DATA LISTING START

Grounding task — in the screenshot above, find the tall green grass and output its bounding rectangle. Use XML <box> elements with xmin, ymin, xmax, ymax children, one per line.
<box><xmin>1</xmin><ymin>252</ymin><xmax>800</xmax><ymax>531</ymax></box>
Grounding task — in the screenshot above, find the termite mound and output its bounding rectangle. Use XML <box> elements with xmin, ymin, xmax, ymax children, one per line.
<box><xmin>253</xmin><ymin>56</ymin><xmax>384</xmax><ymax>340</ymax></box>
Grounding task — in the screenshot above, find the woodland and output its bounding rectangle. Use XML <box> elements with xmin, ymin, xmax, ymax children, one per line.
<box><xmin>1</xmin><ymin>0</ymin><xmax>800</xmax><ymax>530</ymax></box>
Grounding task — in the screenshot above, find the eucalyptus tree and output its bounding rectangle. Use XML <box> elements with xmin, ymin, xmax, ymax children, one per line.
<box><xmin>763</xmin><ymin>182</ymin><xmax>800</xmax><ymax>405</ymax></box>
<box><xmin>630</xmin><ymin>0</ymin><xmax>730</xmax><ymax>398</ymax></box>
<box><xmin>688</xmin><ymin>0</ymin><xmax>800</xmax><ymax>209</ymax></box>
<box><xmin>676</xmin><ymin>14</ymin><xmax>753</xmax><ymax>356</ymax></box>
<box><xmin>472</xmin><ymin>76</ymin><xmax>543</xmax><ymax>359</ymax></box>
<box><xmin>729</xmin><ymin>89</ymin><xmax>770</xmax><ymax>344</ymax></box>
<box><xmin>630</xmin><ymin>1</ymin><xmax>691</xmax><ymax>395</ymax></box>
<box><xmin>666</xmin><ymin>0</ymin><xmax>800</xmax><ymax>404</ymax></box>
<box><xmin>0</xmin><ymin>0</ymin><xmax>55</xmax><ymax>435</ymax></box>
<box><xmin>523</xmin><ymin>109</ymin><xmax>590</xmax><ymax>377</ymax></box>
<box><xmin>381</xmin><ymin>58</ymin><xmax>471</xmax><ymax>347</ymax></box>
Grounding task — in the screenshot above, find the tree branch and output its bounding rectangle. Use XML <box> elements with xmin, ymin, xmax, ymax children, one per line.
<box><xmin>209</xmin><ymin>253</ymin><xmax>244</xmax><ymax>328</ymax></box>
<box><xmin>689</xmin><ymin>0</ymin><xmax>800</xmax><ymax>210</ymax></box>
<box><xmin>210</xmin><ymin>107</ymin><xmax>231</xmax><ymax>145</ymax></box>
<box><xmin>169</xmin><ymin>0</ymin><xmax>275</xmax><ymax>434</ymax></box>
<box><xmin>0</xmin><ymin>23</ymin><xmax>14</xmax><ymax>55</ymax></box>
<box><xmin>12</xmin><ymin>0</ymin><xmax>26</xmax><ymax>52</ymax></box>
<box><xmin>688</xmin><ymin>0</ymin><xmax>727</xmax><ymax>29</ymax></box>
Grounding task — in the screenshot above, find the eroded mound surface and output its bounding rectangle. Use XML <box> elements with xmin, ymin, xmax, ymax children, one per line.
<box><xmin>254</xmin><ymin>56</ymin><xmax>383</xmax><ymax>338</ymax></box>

DATA LISTING END

Reproduce the records above in full and with exact wording.

Grounding task — in the screenshot above, find the tall green grass and output its bounding rectangle. Use XML <box> elements with xmin, ymin, xmax, ymax children, one per line.
<box><xmin>1</xmin><ymin>252</ymin><xmax>800</xmax><ymax>531</ymax></box>
Grounding task — in the screenshot above, find the termite mound and output its bounding rectangle. Use XML <box> elements with xmin, ymin, xmax, ymax children, one per line.
<box><xmin>253</xmin><ymin>56</ymin><xmax>384</xmax><ymax>340</ymax></box>
Grounding task — in the screenshot above, find the woodland and output its bounding rectangle. Use XML <box> elements with xmin, ymin, xmax, ymax children, one per line.
<box><xmin>1</xmin><ymin>0</ymin><xmax>800</xmax><ymax>530</ymax></box>
Grounding task — in the screenshot above, find the eucalyptus tree and output its bounding rectangle. Use XML <box> elements with xmin, ymin, xmax, ymax children, one per line.
<box><xmin>763</xmin><ymin>182</ymin><xmax>800</xmax><ymax>405</ymax></box>
<box><xmin>630</xmin><ymin>0</ymin><xmax>730</xmax><ymax>398</ymax></box>
<box><xmin>688</xmin><ymin>0</ymin><xmax>800</xmax><ymax>209</ymax></box>
<box><xmin>676</xmin><ymin>14</ymin><xmax>753</xmax><ymax>356</ymax></box>
<box><xmin>472</xmin><ymin>76</ymin><xmax>543</xmax><ymax>359</ymax></box>
<box><xmin>729</xmin><ymin>89</ymin><xmax>770</xmax><ymax>344</ymax></box>
<box><xmin>630</xmin><ymin>1</ymin><xmax>691</xmax><ymax>395</ymax></box>
<box><xmin>666</xmin><ymin>0</ymin><xmax>800</xmax><ymax>404</ymax></box>
<box><xmin>0</xmin><ymin>0</ymin><xmax>55</xmax><ymax>435</ymax></box>
<box><xmin>523</xmin><ymin>109</ymin><xmax>590</xmax><ymax>377</ymax></box>
<box><xmin>381</xmin><ymin>58</ymin><xmax>471</xmax><ymax>347</ymax></box>
Grounding task — in the screenshot above, find the tree branch and output its bounding rectangle. Use XML <box> elements with xmin, ymin, xmax, ymax children, one per line.
<box><xmin>209</xmin><ymin>253</ymin><xmax>244</xmax><ymax>328</ymax></box>
<box><xmin>689</xmin><ymin>0</ymin><xmax>800</xmax><ymax>210</ymax></box>
<box><xmin>210</xmin><ymin>107</ymin><xmax>231</xmax><ymax>145</ymax></box>
<box><xmin>169</xmin><ymin>0</ymin><xmax>275</xmax><ymax>434</ymax></box>
<box><xmin>0</xmin><ymin>23</ymin><xmax>14</xmax><ymax>55</ymax></box>
<box><xmin>12</xmin><ymin>0</ymin><xmax>26</xmax><ymax>52</ymax></box>
<box><xmin>688</xmin><ymin>0</ymin><xmax>727</xmax><ymax>29</ymax></box>
Grounding task — in the screenshot above, find the eroded mound surface and output its bounding rectangle. Use XML <box> elements with xmin, ymin, xmax, ymax children, one per line.
<box><xmin>254</xmin><ymin>56</ymin><xmax>383</xmax><ymax>338</ymax></box>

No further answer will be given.